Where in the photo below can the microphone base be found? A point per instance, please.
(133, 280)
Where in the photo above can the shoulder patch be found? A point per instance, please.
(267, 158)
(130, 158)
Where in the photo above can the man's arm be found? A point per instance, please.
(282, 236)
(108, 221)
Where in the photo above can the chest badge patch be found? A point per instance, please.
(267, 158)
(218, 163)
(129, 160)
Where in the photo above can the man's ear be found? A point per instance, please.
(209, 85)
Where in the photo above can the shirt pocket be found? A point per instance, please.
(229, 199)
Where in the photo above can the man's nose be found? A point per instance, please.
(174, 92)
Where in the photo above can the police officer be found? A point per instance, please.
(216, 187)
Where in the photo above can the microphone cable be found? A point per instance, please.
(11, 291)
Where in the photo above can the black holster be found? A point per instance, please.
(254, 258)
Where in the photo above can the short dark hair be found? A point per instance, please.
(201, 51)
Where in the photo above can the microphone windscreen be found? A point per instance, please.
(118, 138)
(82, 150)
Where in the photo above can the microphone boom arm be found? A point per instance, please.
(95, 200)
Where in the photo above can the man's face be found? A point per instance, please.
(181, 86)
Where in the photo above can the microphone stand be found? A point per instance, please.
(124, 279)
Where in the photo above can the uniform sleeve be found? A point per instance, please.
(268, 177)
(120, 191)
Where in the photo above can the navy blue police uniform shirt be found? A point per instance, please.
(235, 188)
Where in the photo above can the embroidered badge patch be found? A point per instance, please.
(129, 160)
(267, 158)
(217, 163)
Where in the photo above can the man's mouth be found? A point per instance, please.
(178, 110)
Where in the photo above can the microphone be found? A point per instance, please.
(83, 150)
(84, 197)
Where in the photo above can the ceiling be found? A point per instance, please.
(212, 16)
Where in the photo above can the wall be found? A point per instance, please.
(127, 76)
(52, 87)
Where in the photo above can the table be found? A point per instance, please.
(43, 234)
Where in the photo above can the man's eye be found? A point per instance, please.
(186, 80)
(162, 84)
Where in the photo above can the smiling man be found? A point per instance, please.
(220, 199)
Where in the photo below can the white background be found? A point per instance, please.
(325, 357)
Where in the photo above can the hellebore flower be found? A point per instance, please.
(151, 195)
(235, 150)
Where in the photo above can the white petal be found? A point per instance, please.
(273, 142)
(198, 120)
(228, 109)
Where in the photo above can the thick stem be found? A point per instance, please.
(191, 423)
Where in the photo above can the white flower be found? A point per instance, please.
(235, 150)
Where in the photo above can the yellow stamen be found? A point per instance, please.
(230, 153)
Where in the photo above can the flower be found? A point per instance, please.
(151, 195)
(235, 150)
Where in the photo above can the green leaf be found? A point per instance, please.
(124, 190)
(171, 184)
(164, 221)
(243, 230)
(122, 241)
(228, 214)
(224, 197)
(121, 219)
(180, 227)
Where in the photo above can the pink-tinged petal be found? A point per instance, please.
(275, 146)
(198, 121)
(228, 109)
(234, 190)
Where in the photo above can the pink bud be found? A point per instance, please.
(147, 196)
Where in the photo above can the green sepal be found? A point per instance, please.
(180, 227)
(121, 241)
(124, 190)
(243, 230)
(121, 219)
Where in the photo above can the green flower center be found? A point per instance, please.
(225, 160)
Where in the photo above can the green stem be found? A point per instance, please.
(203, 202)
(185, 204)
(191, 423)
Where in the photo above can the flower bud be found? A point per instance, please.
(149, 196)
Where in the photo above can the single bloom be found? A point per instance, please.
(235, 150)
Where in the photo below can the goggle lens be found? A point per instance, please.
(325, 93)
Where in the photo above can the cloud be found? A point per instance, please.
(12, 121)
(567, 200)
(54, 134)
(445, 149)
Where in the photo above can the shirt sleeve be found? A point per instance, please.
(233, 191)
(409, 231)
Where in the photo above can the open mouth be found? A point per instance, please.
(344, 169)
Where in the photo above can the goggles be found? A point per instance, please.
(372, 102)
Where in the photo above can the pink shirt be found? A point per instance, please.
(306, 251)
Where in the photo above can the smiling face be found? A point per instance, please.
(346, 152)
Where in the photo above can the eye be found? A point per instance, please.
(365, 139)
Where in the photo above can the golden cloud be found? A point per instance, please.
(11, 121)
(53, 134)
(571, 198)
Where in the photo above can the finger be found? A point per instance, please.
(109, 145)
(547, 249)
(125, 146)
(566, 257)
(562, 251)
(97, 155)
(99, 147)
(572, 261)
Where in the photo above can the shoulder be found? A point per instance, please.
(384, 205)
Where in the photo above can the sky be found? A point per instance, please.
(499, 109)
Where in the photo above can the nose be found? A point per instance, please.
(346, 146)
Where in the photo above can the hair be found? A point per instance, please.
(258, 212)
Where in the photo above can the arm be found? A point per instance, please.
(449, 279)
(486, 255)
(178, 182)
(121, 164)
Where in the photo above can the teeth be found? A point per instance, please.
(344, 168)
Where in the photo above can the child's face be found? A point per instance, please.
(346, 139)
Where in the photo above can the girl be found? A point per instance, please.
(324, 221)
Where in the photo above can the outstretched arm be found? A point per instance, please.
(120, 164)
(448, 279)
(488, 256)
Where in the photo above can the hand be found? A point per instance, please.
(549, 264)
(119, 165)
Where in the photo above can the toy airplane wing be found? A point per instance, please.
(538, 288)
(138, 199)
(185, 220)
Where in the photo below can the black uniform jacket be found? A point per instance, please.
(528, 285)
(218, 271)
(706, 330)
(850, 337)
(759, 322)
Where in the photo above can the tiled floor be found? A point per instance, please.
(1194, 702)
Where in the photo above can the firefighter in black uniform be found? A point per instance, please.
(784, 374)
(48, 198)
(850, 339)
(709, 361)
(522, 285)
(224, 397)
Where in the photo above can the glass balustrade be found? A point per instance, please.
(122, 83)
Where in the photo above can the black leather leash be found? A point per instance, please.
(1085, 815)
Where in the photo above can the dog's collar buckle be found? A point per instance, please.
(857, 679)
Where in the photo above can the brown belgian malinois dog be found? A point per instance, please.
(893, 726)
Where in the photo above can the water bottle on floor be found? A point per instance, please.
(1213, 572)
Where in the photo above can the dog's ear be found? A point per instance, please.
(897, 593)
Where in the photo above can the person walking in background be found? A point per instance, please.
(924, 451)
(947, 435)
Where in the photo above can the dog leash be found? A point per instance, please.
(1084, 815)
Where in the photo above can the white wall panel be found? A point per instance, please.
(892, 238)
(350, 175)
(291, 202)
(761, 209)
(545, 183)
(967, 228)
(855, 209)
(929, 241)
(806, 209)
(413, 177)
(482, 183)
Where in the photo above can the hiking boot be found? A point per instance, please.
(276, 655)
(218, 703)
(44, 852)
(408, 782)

*Action item*:
Your task is to copy all of the entries exactly.

*Solution for this problem*:
Where in the photo below can the microphone base be found? A point per instance, please.
(133, 280)
Where in the photo above can the shoulder patch be found? A point per instance, please.
(267, 158)
(130, 158)
Where in the photo above can the man's arm be found? A point per instance, please.
(282, 236)
(108, 221)
Where in the photo above can the chest badge patch be found? A point per instance, please.
(267, 158)
(218, 163)
(129, 160)
Where in the photo above can the man's ear be found? A point per instance, please.
(209, 85)
Where in the photo above can the shirt pocket be found? A point per instance, please.
(229, 199)
Where in the photo above can the man's nose be found? A point per instance, please.
(174, 92)
Where in the photo above can the police officer be found? A point per instance, please.
(216, 187)
Where in the photo above can the microphone cable be found? A point per instance, please.
(11, 291)
Where in the photo above can the black holster be found? A point per instance, please.
(254, 258)
Where in the photo above can the short dark hair be found? A point per instance, please.
(201, 51)
Where in the photo above can the microphone windscreen be found? A point per instance, please.
(118, 138)
(82, 150)
Where in the photo above can the microphone boom arm be found? A point per instance, please.
(95, 200)
Where in the photo above can the man's face be found? A point per instance, please.
(181, 86)
Where in the photo above can the microphone stand be found? A point per instance, please.
(124, 279)
Where in the photo above can the uniform sleeve be found? A point per instance, please.
(268, 177)
(120, 191)
Where in the photo above can the navy blue police uniform shirt be found? A point per instance, please.
(235, 188)
Where in the photo above can the embroidered badge patch be found? A point per instance, please.
(129, 160)
(267, 158)
(217, 163)
Where in the photo above can the man's mouth be found? A point per instance, please.
(178, 110)
Where in the photo above can the microphone be found? A point per instance, please.
(83, 150)
(84, 197)
Where in the photo above can the ceiling be found? A point per instance, please.
(212, 16)
Where in the photo above can the wall be found? A point per instance, please.
(127, 76)
(52, 87)
Where in the photo above can the table be found? A point per instance, please.
(43, 234)
Where in the photo above can the man's eye be found? A point per instance, please.
(186, 80)
(162, 84)
Where in the photo above can the smiling man be found? A point per instance, please.
(220, 199)
Where in the photo below can the white background be found? A point per instance, please.
(325, 357)
Where in the photo above can the hellebore flower be found? A point per instance, please.
(151, 195)
(235, 150)
Where in the photo above can the white petal be found? A point per instance, please.
(273, 142)
(198, 120)
(228, 109)
Where in the photo above can the thick stem be found? A point per instance, please.
(191, 423)
Where in the photo above can the white flower be found? A point per instance, please.
(235, 150)
Where in the photo above can the yellow stamen be found? A point per instance, please.
(230, 153)
Where in the photo above can the flower be found? A point per instance, please.
(151, 195)
(235, 150)
Where in the photo above can the green leaf be found? A point per instance, please.
(124, 190)
(171, 184)
(164, 221)
(243, 230)
(122, 241)
(228, 214)
(224, 197)
(121, 219)
(180, 227)
Where in the photo above can the pink-tinged petal be found? A point per instance, please.
(275, 146)
(198, 121)
(228, 109)
(234, 190)
Where in the photo above can the pink bud be found? A point per instance, please.
(147, 196)
Where in the photo above can the green sepal be found? A point per instance, please.
(180, 227)
(121, 241)
(124, 190)
(243, 230)
(121, 219)
Where in the photo above can the green flower center be found? A point per instance, please.
(225, 160)
Where in the photo above can the green stem be found? A point per instance, please.
(203, 202)
(185, 204)
(191, 423)
Where in the photo above can the flower bud be found? A point per instance, please.
(149, 196)
Where in the photo above can the single bloom be found? A point per instance, please.
(235, 150)
Where in the photo below can the goggle lens be found? A point per instance, please.
(325, 93)
Where in the photo above can the cloud be found? A point per instance, please.
(12, 121)
(567, 200)
(54, 134)
(445, 149)
Where in the photo above can the shirt sleeve be found? A point per instance, please.
(233, 191)
(409, 231)
Where in the photo above can the open mouth be found? A point per instance, please.
(344, 169)
Where in the photo above can the goggles be found? A point per instance, please.
(372, 102)
Where in the photo above can the pink shirt be found? A point per instance, please.
(306, 251)
Where in the photo above can the smiling face be found? A point per instance, please.
(346, 152)
Where in the photo above can the eye be found? A point per instance, please.
(365, 139)
Where in the photo above can the golden cloud be found? A point per instance, please.
(11, 121)
(53, 134)
(571, 198)
Where in the photo above can the finger be found? A point per instance, please.
(109, 145)
(547, 249)
(125, 146)
(566, 257)
(562, 251)
(97, 155)
(99, 147)
(572, 261)
Where in the photo above can the shoulder be found? A point per instance, please.
(384, 205)
Where in the photo above can the sky be found? A point per instance, please.
(499, 109)
Where in the photo above can the nose be found? A point per instance, please.
(346, 146)
Where in the photo above can the hair be found? A point per instance, please.
(258, 212)
Where in the photo above can the arm be found? A point per instance, please.
(449, 279)
(486, 255)
(178, 182)
(121, 164)
Where in the photo above can the teeth be found? A point per instance, please.
(344, 168)
Where in the photo above can the child's face be found? A point per instance, please.
(346, 139)
Where in the photo above can the girl be found? A point per instance, please.
(324, 221)
Where in the photo above can the outstretched arm be found? A point per instance, please.
(120, 164)
(448, 279)
(488, 256)
Where in the photo above can the hand be found? A point per instance, please.
(549, 264)
(119, 165)
Where in the photo above can the toy airplane wing be found? A point per instance, please.
(538, 288)
(138, 199)
(185, 220)
Where in the photo below can the black uniform jacket be found? A point per instance, please.
(528, 285)
(218, 271)
(706, 330)
(850, 337)
(759, 322)
Where in the photo above can the tiled floor be found? A point per instance, please.
(1194, 702)
Where in the photo above can the firefighter in black uniform be found? A point per instance, please.
(784, 374)
(48, 198)
(850, 339)
(709, 361)
(522, 285)
(224, 397)
Where in the photo above can the glass balustrade be found? A point per instance, please.
(122, 83)
Where in the photo above can the black leather leash be found? A point per instance, please.
(1085, 815)
Where in the photo above can the dog's collar buckle be found? A point per instance, please.
(857, 679)
Where in the photo above can the brown belgian malinois dog be found? A point per instance, please.
(893, 726)
Where in the photo above can the water bottle on floor be found? A point per instance, please.
(1213, 572)
Where in the photo above can the dog's ear be found? A point per instance, please.
(897, 593)
Where in the photo above can the person walking in background be found? A point per instance, please.
(924, 451)
(947, 435)
Where in the photo above can the dog leash be found? A point per instance, please.
(1084, 815)
Where in the photo above can the white wall panel be found? A point per instance, please.
(892, 238)
(350, 175)
(291, 202)
(761, 209)
(545, 183)
(967, 228)
(855, 209)
(929, 241)
(806, 209)
(413, 177)
(482, 183)
Where in the photo above can the hiking boot be found? A point per instance, please.
(276, 655)
(218, 703)
(44, 852)
(408, 782)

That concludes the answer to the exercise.